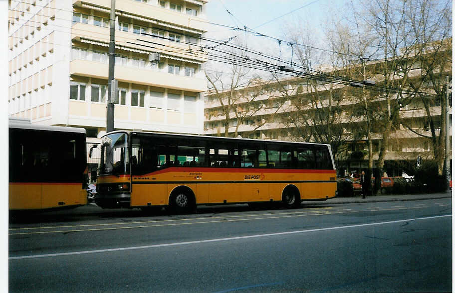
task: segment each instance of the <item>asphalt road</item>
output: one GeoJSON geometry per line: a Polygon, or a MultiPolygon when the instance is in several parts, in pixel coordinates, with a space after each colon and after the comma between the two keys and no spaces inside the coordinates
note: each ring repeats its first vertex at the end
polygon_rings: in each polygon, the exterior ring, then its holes
{"type": "Polygon", "coordinates": [[[451,198],[151,217],[78,209],[10,223],[10,292],[452,289],[451,198]]]}

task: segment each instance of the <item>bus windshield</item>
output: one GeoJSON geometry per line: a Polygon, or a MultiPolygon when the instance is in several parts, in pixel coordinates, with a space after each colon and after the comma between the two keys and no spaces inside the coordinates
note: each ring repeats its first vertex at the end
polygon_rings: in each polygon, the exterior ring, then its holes
{"type": "Polygon", "coordinates": [[[128,174],[128,135],[126,133],[108,135],[101,139],[101,156],[98,175],[128,174]]]}

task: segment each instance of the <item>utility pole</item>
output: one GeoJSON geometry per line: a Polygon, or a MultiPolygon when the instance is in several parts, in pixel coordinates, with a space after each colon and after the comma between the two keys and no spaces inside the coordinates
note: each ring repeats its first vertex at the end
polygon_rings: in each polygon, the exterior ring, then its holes
{"type": "Polygon", "coordinates": [[[446,76],[446,177],[447,183],[447,191],[449,191],[450,182],[450,150],[449,140],[450,139],[450,104],[449,96],[449,76],[446,76]]]}
{"type": "Polygon", "coordinates": [[[111,0],[111,16],[109,23],[110,25],[111,35],[109,40],[109,78],[107,81],[107,110],[106,114],[106,132],[114,130],[114,100],[115,96],[112,96],[112,80],[114,79],[114,65],[115,62],[115,0],[111,0]]]}

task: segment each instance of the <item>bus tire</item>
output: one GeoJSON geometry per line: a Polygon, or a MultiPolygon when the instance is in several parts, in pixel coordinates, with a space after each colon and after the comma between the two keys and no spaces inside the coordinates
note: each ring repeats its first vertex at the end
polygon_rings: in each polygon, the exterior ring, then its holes
{"type": "Polygon", "coordinates": [[[147,215],[154,215],[159,214],[162,208],[162,206],[143,206],[141,210],[147,215]]]}
{"type": "Polygon", "coordinates": [[[178,188],[172,192],[169,200],[171,210],[176,213],[188,213],[196,210],[194,196],[183,188],[178,188]]]}
{"type": "Polygon", "coordinates": [[[283,191],[281,202],[285,208],[295,208],[300,206],[300,195],[294,185],[286,186],[283,191]]]}

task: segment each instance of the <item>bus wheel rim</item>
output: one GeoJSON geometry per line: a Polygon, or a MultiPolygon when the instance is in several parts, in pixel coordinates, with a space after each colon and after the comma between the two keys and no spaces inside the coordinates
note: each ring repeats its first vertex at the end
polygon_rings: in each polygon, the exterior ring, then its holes
{"type": "Polygon", "coordinates": [[[286,201],[288,204],[292,204],[295,200],[295,197],[294,195],[290,192],[287,192],[286,194],[286,201]]]}
{"type": "Polygon", "coordinates": [[[176,203],[180,207],[184,207],[188,204],[188,197],[186,194],[179,194],[176,197],[176,203]]]}

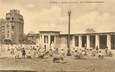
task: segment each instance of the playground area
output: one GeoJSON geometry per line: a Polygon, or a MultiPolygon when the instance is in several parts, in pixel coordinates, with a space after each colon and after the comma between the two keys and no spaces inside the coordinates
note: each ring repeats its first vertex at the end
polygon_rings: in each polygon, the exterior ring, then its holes
{"type": "Polygon", "coordinates": [[[33,70],[36,72],[115,72],[115,59],[113,58],[87,58],[74,59],[66,57],[63,63],[53,63],[52,58],[47,59],[0,59],[2,70],[33,70]]]}

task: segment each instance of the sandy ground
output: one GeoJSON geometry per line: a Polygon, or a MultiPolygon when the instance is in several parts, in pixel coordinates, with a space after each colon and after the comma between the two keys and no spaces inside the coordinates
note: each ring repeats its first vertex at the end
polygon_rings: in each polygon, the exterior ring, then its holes
{"type": "Polygon", "coordinates": [[[48,59],[0,59],[1,70],[33,70],[38,72],[115,72],[115,59],[77,59],[66,57],[64,63],[48,59]]]}

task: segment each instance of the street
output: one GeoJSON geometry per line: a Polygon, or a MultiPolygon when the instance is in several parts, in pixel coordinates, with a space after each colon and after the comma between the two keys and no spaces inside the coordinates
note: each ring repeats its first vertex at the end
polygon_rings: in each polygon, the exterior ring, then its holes
{"type": "Polygon", "coordinates": [[[77,59],[66,57],[63,63],[53,63],[48,59],[0,59],[0,69],[33,70],[38,72],[115,72],[112,58],[77,59]]]}

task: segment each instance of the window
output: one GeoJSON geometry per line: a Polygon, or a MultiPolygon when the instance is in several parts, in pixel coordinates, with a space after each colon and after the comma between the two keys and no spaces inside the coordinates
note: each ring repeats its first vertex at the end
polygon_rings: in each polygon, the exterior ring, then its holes
{"type": "Polygon", "coordinates": [[[12,20],[14,20],[14,18],[12,17],[12,20]]]}
{"type": "Polygon", "coordinates": [[[14,26],[12,26],[12,29],[14,29],[14,26]]]}
{"type": "Polygon", "coordinates": [[[44,43],[48,43],[48,36],[44,36],[44,43]]]}
{"type": "Polygon", "coordinates": [[[51,36],[50,38],[50,44],[54,42],[54,36],[51,36]]]}

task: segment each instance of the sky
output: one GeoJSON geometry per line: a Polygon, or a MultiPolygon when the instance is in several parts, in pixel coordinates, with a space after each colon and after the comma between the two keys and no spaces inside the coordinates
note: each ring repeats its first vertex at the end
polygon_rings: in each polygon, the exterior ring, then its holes
{"type": "Polygon", "coordinates": [[[67,33],[68,10],[71,33],[82,33],[87,28],[115,32],[115,0],[0,0],[0,18],[11,9],[20,10],[26,34],[41,30],[67,33]]]}

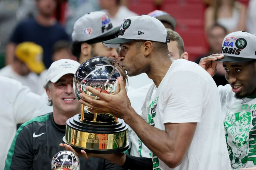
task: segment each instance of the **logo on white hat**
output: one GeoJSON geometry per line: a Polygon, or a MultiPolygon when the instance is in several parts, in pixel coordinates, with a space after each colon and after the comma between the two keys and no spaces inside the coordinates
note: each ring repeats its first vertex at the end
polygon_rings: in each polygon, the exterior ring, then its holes
{"type": "Polygon", "coordinates": [[[91,33],[91,31],[92,31],[93,29],[91,28],[85,28],[83,31],[83,32],[88,37],[89,37],[91,33]]]}
{"type": "Polygon", "coordinates": [[[105,30],[108,31],[113,28],[113,26],[110,21],[108,14],[105,14],[100,17],[98,20],[98,22],[101,20],[101,33],[103,33],[105,30]]]}
{"type": "Polygon", "coordinates": [[[236,41],[236,47],[239,49],[243,49],[247,45],[247,41],[245,39],[240,38],[236,41]]]}
{"type": "Polygon", "coordinates": [[[62,68],[66,69],[67,68],[71,68],[71,67],[74,66],[73,64],[70,64],[67,61],[65,62],[65,64],[60,64],[59,67],[61,67],[62,68]]]}
{"type": "Polygon", "coordinates": [[[125,21],[124,23],[124,24],[123,25],[123,29],[125,30],[130,27],[130,25],[131,24],[131,20],[130,19],[127,19],[126,20],[125,19],[125,21]]]}
{"type": "Polygon", "coordinates": [[[138,31],[138,35],[140,35],[144,34],[144,33],[142,32],[142,31],[138,31]]]}

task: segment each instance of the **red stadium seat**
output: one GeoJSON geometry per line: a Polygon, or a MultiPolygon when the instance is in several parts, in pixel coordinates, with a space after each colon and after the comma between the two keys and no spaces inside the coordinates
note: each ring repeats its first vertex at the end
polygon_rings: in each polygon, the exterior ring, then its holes
{"type": "Polygon", "coordinates": [[[147,15],[156,9],[152,0],[130,0],[127,3],[129,9],[139,15],[147,15]]]}
{"type": "Polygon", "coordinates": [[[189,60],[207,52],[208,45],[203,29],[177,30],[184,41],[185,51],[188,53],[189,60]]]}
{"type": "Polygon", "coordinates": [[[165,3],[160,10],[166,11],[176,19],[203,20],[204,6],[203,4],[184,4],[165,3]]]}

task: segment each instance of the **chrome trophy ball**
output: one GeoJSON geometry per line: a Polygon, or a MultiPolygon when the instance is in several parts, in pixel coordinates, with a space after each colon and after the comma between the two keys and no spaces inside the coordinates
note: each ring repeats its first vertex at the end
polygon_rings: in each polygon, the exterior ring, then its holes
{"type": "MultiPolygon", "coordinates": [[[[87,86],[110,96],[118,89],[117,79],[121,76],[127,90],[126,73],[116,61],[105,57],[87,60],[74,77],[73,87],[76,98],[81,99],[79,94],[84,93],[97,99],[86,89],[87,86]]],[[[109,113],[90,113],[85,109],[86,106],[82,104],[81,114],[67,121],[65,135],[62,139],[64,142],[75,151],[82,149],[88,153],[110,154],[126,150],[129,148],[128,126],[124,120],[109,113]]]]}
{"type": "Polygon", "coordinates": [[[92,58],[83,63],[74,77],[73,87],[76,97],[81,99],[79,94],[84,92],[93,95],[86,90],[86,86],[91,86],[101,92],[114,92],[117,87],[117,78],[123,76],[128,89],[126,73],[117,62],[105,57],[92,58]]]}
{"type": "Polygon", "coordinates": [[[79,159],[73,152],[63,151],[56,153],[52,160],[52,170],[79,170],[79,159]]]}

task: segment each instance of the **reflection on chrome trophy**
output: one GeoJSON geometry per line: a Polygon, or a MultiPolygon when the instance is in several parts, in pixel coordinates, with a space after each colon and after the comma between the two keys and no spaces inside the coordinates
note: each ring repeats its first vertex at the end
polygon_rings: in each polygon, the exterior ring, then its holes
{"type": "MultiPolygon", "coordinates": [[[[117,62],[105,57],[90,58],[80,66],[74,76],[73,86],[76,96],[78,100],[81,99],[79,95],[82,92],[93,96],[86,90],[86,86],[111,95],[117,89],[117,78],[121,75],[127,90],[126,73],[117,62]]],[[[85,110],[82,105],[81,114],[67,120],[63,140],[76,151],[83,150],[98,154],[121,152],[128,148],[128,126],[122,119],[109,113],[91,113],[85,110]]]]}
{"type": "Polygon", "coordinates": [[[51,167],[52,170],[79,170],[79,159],[71,151],[61,151],[53,158],[51,167]]]}

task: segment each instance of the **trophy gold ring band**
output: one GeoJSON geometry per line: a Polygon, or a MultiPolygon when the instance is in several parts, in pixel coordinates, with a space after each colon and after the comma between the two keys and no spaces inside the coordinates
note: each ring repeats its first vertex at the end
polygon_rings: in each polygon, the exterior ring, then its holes
{"type": "Polygon", "coordinates": [[[128,129],[113,134],[91,133],[73,129],[67,126],[66,142],[73,146],[94,150],[114,149],[126,146],[128,129]]]}

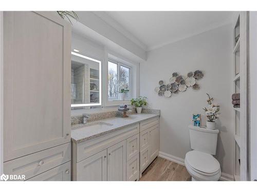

------------------------

● Requirements:
Copy each line of the listing above that contains the word "chrome".

● Response to the exercise:
task: segment each instance of the **chrome trophy ball**
task: segment each instance of the **reflection on chrome trophy**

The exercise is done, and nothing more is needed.